== TEXTE FOURNI ==

+ + + + +

Jeudi, réunis en plein centre d'Alger, sur la principale artère Didouche Mourad, les protestataires - des militants des droits de l'homme, des étudiants et des journalistes, majoritairement jeunes - ont lancé des slogans hostiles à la candidature de l'actuel président, âgé de 77 ans et au pouvoir depuis 15 ans.
Au lendemain de l'officialisation de la candidature du président algérien Abdelaziz Bouteflika, le mouvement Barakat ("ça suffit !") est né.
"Algérie libre et démocratique", "52 ans, Barakat", "Nous en avons marre de cet homme à demi mort et des voyous qui l'entourent. Il faut que l'équation politique change" ont-ils scandé.
Comme lors d'une précédente manifestation dispersée par la force samedi dernier, une armada de policiers avait été déployée pour empêcher les manifestants de se regrouper et de bloquer la circulation. Signe de la détermination des autorités à étouffer toute contestation avant le scrutin du 17 avril, les forces de l'ordre ont interpellé une quarantaine de manifestants, dont Amina Bouraoui, une des fondatrices de Barakat, ainsi que plusieurs journalistes. "Nous ne faisons qu'appliquer la loi qui interdit les manifestations publiques à Alger", s'est défendu un membre des forces de l'ordre.

+ + + + +

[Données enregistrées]

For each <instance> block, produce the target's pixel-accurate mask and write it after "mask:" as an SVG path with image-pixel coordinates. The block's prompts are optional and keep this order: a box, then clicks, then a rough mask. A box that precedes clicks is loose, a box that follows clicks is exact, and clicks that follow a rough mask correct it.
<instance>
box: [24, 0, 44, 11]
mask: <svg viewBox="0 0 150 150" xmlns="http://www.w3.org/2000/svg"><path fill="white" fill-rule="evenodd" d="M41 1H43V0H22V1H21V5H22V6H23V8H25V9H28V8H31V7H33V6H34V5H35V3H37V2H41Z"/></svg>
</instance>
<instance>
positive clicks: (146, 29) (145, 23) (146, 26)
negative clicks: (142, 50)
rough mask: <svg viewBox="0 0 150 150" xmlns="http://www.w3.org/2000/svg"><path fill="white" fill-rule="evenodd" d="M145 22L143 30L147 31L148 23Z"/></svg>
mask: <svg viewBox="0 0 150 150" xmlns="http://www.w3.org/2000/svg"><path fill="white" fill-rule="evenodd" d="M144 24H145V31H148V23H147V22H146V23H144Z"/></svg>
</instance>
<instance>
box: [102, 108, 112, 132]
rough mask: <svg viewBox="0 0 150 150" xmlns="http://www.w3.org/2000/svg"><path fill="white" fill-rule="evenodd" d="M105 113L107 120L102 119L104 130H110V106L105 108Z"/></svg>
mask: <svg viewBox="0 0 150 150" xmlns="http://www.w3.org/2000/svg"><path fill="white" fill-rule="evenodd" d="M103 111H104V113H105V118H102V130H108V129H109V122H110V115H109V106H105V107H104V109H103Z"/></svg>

+ + + + +

== CONSIGNE ==
Répondez aux questions suivantes à partir du texte fourni.
1. Quel âge a l'actuel président ?
2. Que signifie le nom du mouvement Barakat ?
3. Combien de manifestants les forces de l'ordre ont-elles interpellés ?

== SOLUTION PROPOSÉE ==
1. Il a 77 ans.
2. Il signifie « ça suffit ! ».
3. Elles en ont interpellé une quarantaine.